■ O que fazer ■
1. No texto sobre a CPI, qual é a primeira condição exigida de quem tem a incumbência de investigar atos ilegais?
2. Transforme em uma tabela Markdown, com as colunas Posição e Conteúdo, as linhas dos registros desde o início até a linha que contém "371, 850, 424, 893", inclusive. Deixe de fora as linhas em branco.

■ Texto para ler ■

==============================

Mas, não foi com esse exagero de admirações que a população séria, isenta, desatrelada de vínculos com patrões, viu na tal de CPI do Renan Calheiros, do Aziz e do Randolfo Rodrigues. O que se viu foi um espetáculo de circo mambembe, de baixa qualidade, encenado num palco eleitoral, onde figurantes como testemunhas foram humilhados, tratados com desdém, coagidos sob ameaças e sem poder tapar os ouvidos para perguntas idiotas.

Quem tem critérios viu, sim, “incompetência, ignorância e má-fé”, no desempenho teatral de políticos com folha de antecedentes que não lhes permite investigar impurezas de comportamento de quem quer que seja.

A primeira condição que se exige de quem tem a incumbência de investigar atos ilegais, é a de ser possuído de moral irreprochável. Se assim não for, nada que venha de um investigador de moral duvidosa ou de rabo preso em outras investigações ou procedimentos de natureza penal, poderá produzir a convicção  de que se trata de coisa séria.

A segunda condição é de que se trate de pessoa isenta, equidistante dos fatos e de circunstâncias que abonem ou desabonem os investigados. Não se pode acreditar piamente em juízos de valor emitidos por quem se entrega ao trabalho de investigação preso a ideias preconcebidas ou a finalidades outras, que não sejam as inerentes ao objeto da apuração de irregularidades.

Todo mundo sabe, menos o senhor William Waack, que políticos dão uma boiada para servirem como notícia ou como atores principais nessas pantomimas a que chamam de “comissão parlamentar de inquérito”. Sabendo que quem não é visto não é lembrado, eles fazem das tripas coração para atrair câmeras e microfones.

==============================

■ Registros a usar ■
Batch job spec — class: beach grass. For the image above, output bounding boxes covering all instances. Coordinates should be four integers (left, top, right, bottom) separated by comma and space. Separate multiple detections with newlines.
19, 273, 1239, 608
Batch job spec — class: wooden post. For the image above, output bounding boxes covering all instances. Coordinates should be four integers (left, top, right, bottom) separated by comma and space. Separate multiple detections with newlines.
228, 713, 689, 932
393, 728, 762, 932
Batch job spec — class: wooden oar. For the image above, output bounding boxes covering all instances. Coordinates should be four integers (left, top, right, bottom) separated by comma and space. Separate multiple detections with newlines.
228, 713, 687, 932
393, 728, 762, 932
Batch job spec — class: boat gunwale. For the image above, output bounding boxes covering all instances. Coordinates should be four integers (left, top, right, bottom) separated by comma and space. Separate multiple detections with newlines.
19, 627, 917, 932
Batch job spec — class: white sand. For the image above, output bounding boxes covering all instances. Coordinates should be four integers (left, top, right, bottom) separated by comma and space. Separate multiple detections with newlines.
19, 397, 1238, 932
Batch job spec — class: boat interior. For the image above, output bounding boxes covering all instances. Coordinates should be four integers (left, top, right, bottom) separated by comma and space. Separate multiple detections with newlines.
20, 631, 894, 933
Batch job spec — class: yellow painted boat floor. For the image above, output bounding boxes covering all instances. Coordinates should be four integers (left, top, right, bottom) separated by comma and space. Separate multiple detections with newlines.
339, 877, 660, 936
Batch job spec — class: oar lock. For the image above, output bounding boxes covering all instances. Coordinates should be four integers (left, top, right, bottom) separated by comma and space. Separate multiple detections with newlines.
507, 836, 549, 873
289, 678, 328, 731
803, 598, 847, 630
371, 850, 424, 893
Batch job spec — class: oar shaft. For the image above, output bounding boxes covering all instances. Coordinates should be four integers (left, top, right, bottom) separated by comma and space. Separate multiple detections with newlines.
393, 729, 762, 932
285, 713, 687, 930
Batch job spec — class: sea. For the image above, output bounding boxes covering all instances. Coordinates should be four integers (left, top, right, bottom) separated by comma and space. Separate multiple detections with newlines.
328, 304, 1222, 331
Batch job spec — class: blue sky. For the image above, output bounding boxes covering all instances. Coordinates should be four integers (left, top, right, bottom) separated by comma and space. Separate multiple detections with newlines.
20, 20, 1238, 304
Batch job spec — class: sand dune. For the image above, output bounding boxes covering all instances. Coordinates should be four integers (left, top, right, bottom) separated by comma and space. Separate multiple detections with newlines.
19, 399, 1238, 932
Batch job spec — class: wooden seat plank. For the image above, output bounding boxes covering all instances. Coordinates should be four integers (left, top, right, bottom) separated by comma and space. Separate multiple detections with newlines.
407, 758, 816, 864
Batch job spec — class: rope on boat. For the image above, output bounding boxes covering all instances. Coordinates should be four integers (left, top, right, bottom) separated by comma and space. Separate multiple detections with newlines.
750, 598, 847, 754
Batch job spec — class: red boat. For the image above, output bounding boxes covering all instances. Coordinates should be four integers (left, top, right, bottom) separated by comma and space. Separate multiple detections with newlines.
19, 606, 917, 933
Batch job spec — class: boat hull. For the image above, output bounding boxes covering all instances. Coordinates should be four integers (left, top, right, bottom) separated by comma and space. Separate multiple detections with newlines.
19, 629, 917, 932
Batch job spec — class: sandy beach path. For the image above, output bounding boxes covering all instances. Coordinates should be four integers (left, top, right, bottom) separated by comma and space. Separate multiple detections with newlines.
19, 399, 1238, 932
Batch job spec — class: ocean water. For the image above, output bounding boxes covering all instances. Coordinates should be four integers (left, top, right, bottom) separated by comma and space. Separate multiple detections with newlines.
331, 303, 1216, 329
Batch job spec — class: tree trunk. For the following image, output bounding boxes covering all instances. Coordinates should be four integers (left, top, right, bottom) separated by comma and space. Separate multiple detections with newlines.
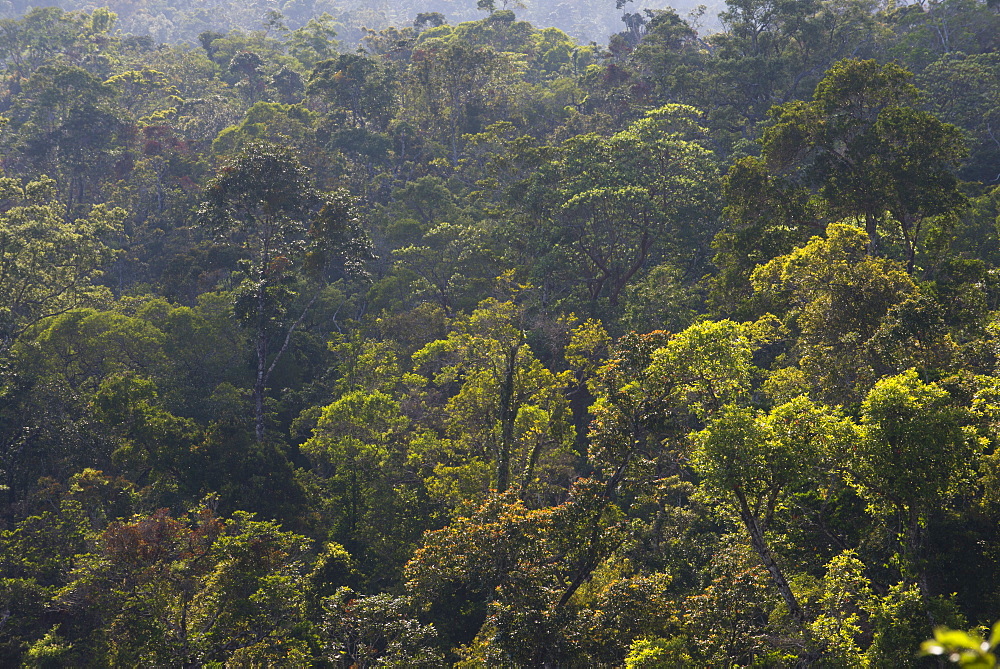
497, 342, 521, 493
734, 487, 806, 627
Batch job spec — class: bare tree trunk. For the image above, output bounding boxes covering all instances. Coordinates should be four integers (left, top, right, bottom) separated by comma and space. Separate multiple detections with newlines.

==============================

■ Resultados em ordem ■
1. Ser possuído de moral irreprochável.

2.
| Posição | Conteúdo |
|---|---|
| 1 | Batch job spec — class: beach grass. For the image above, output bounding boxes covering all instances. Coordinates should be four integers (left, top, right, bottom) separated by comma and space. Separate multiple detections with newlines. |
| 2 | 19, 273, 1239, 608 |
| 3 | Batch job spec — class: wooden post. For the image above, output bounding boxes covering all instances. Coordinates should be four integers (left, top, right, bottom) separated by comma and space. Separate multiple detections with newlines. |
| 4 | 228, 713, 689, 932 |
| 5 | 393, 728, 762, 932 |
| 6 | Batch job spec — class: wooden oar. For the image above, output bounding boxes covering all instances. Coordinates should be four integers (left, top, right, bottom) separated by comma and space. Separate multiple detections with newlines. |
| 7 | 228, 713, 687, 932 |
| 8 | 393, 728, 762, 932 |
| 9 | Batch job spec — class: boat gunwale. For the image above, output bounding boxes covering all instances. Coordinates should be four integers (left, top, right, bottom) separated by comma and space. Separate multiple detections with newlines. |
| 10 | 19, 627, 917, 932 |
| 11 | Batch job spec — class: white sand. For the image above, output bounding boxes covering all instances. Coordinates should be four integers (left, top, right, bottom) separated by comma and space. Separate multiple detections with newlines. |
| 12 | 19, 397, 1238, 932 |
| 13 | Batch job spec — class: boat interior. For the image above, output bounding boxes covering all instances. Coordinates should be four integers (left, top, right, bottom) separated by comma and space. Separate multiple detections with newlines. |
| 14 | 20, 631, 894, 933 |
| 15 | Batch job spec — class: yellow painted boat floor. For the image above, output bounding boxes covering all instances. Coordinates should be four integers (left, top, right, bottom) separated by comma and space. Separate multiple detections with newlines. |
| 16 | 339, 877, 660, 936 |
| 17 | Batch job spec — class: oar lock. For the image above, output bounding boxes covering all instances. Coordinates should be four integers (left, top, right, bottom) separated by comma and space. Separate multiple detections with newlines. |
| 18 | 507, 836, 549, 873 |
| 19 | 289, 678, 328, 731 |
| 20 | 803, 598, 847, 630 |
| 21 | 371, 850, 424, 893 |